======== SOURCE ========

February 03, 2011  12:46pm

For a long time, I've not heard or read anything of this sort. I really was not privileged to have grown up in environments where this was the norm; but as I grew up, it became so important that despite our trying to practice it, another scenario about reading the bible in one year became the preoccupation. As a result, we only tried to follow the plans of reading the bible in one year rather than taking time to meditate and memorize. We then only resort to every Sunday memory exercise in Sunday School, which truly would have been forgotten before the next sunday. What really made me to have a bit of scripture committed to memory is that, at times I get some words by revelation which I might not have known before; but immediately I opened my bible and read, it steaks. But nowadays, too much busyness has everyone of us out. May God help us.

Kathryn Schroeder

February 03, 2011  4:53am

I have just turned 20. Some of my friends at uni started a facebook group last year with the purpose of putting up a new passage or verse of scripture each week for us to memorise. The idea was that we would encourage each other in it when we saw each other. I have not done so well at it so far, but I have them written on my wall where I will see them often. I have found it useful to have memorised some scripture and one friend was able to use what they had memorised in witnessing to one of their friends.

========

### EXERCISE PROMPT:
Write the next part of the reader comments about memorizing scripture, picking up after the last sentence.

======== RECORDS SUPPLIED ========

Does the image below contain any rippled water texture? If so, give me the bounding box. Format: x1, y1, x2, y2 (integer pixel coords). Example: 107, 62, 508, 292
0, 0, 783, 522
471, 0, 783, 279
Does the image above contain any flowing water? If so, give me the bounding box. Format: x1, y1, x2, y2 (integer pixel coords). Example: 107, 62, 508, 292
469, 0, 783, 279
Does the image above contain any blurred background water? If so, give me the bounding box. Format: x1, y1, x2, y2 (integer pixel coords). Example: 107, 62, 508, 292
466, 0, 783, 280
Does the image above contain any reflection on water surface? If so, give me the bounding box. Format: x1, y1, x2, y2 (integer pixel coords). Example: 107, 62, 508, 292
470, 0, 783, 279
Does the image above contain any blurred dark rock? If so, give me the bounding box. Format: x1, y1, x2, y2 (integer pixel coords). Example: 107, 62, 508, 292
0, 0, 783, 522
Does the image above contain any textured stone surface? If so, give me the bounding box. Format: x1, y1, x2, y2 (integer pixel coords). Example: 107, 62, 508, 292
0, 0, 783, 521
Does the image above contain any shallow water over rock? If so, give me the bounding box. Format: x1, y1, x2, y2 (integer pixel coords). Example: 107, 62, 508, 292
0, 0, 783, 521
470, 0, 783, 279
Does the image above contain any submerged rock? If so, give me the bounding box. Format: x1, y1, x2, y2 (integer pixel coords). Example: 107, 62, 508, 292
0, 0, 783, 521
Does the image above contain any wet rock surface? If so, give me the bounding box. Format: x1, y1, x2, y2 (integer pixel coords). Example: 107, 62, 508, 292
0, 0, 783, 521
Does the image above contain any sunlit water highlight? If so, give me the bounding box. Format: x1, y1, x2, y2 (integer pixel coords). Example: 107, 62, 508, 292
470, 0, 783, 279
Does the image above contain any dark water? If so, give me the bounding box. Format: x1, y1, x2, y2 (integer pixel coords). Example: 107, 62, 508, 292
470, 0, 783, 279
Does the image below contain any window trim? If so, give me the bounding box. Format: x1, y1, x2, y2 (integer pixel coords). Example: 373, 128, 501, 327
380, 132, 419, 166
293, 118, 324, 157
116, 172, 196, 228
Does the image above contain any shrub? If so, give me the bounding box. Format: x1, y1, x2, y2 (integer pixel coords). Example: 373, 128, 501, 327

========

### ANSWER TO THIS PROBLEM:
Betsy Mayer

January 30, 2011  11:21am

The real reason most of us don't memorize Scripture? We've found convenient excuses to justify Christian slothfulness. We want to believe that we can coast along with our electronic gadgets and have the same kind of Christian experience that started the revivals and missionary movements of past generations. I teach remedial math and find that somewhere along the way kids weren't being "forced" to learn their multiplication tables. When I ask "what is 3 x 12," my twenty-something students go immediately to their calculators. What a terrible inconvenience!! How much simpler to just know it by memory. The same with Scripture. Learning those "great passages" by memory makes your task of "doing Christianity" so much simpler. It also forms a collective Christian consciousness that makes it possible for great orators like Lincoln and King to call upon our collective moral compasses and appeal for moral action. Thank you for stimulating this discussion.

Jenny Jones

January 30, 2011  8:56am

As a Catholic I too run into people complaining of their years of catechism memorization. But ask them who made them and without a second thought they say "God made me." Ask them why God made them and immediately they respond, "God made me know, love and serve Him in this life and be happy with Him in Heaven for eternity." The very object of their scorn, memorization, is also the very foundation of their faith whether they know it or not. They know what they know because it became a part of them, a literal groove in their brain due to memorization and repetition. I do the same with my children, we memorize catechism and scripture so both become a deeply entrenched part of them.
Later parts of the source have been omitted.